Históricamente, Paraguay ha logrado lidiar con mayor o menor éxito en los muchos intentos que ha sufrido cuando se pretendió imponer desde el exterior alguna iniciativa que en ese momento preponderaba en el mundo. Ha habido oleadas en el transcurso del tiempo similares a las que estamos teniendo ahora. Cuando hemos sido los paraguayos quienes introducimos estas oleadas, el secreto mejor guardado es el hecho que los paraguayos le hemos puesto nuestra propia mirada e impronta, aunque a más de uno que se suma a cada moda impuesta globalmente pueda darle un soponcio. Hoy más que nunca tiene mucho mérito no dejarse engañar por las ideologías que pretenden infectarlo todo de politiquería barata y enfrentamiento.
A la par, hay toda una realidad paralela inventada para distraernos de lo que sí pasa y de lo que tenemos que hacer. Así tenemos, por ejemplo, mandatos que pretenden decir a nuestros niños con qué deben jugar, que relegan a las familias a un papel mínimo a la hora de construir el modelo de educación que nuestros hijos van a consumir, pretenden enseñar a las mujeres cómo ser mujer, infundir el odio a los empresarios o a todo aquel que pretenda emprender y generar empleo.

• [Información proporcionada]
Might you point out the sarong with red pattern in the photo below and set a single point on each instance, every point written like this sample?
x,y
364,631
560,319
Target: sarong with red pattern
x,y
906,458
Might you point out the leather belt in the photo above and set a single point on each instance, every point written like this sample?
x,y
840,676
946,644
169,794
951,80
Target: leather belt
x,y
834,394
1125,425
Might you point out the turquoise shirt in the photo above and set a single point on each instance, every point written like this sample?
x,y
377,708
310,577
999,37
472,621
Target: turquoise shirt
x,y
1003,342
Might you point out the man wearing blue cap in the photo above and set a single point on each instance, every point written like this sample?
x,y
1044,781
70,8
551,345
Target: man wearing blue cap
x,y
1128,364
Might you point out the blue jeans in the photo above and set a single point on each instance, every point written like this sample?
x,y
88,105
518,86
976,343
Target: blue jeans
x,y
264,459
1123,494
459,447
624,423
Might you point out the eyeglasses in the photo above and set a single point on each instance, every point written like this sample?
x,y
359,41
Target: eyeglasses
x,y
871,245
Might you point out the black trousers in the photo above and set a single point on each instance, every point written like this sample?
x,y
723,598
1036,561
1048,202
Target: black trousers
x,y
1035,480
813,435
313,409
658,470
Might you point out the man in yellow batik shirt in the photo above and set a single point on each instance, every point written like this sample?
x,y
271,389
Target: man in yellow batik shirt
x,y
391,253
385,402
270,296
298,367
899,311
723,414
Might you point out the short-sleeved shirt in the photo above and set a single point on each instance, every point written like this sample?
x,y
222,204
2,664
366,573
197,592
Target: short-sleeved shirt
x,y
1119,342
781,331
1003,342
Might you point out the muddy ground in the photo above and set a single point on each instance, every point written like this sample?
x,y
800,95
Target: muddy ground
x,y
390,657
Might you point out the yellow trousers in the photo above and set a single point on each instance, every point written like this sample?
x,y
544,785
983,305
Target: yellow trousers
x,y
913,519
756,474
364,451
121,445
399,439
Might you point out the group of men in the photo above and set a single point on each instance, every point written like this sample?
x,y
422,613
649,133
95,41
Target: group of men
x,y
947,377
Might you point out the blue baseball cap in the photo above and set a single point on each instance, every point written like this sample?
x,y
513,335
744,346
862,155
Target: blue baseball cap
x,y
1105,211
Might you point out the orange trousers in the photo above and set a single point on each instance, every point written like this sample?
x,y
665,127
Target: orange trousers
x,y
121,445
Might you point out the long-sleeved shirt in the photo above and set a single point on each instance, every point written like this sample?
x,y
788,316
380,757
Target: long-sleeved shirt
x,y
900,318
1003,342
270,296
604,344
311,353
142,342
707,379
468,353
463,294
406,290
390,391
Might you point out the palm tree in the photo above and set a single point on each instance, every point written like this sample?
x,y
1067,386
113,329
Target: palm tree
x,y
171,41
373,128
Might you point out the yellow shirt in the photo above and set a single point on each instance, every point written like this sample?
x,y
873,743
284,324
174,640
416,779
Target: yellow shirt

• [Qué se pide] Transcribe al pie de la letra el fragmento del texto sobre Paraguay que va desde "Históricamente, Paraguay ha" hasta "barata y enfrentamiento.".

• [Solución]
Históricamente, Paraguay ha logrado lidiar con mayor o menor éxito en los muchos intentos que ha sufrido cuando se pretendió imponer desde el exterior alguna iniciativa que en ese momento preponderaba en el mundo. Ha habido oleadas en el transcurso del tiempo similares a las que estamos teniendo ahora. Cuando hemos sido los paraguayos quienes introducimos estas oleadas, el secreto mejor guardado es el hecho que los paraguayos le hemos puesto nuestra propia mirada e impronta, aunque a más de uno que se suma a cada moda impuesta globalmente pueda darle un soponcio. Hoy más que nunca tiene mucho mérito no dejarse engañar por las ideologías que pretenden infectarlo todo de politiquería barata y enfrentamiento.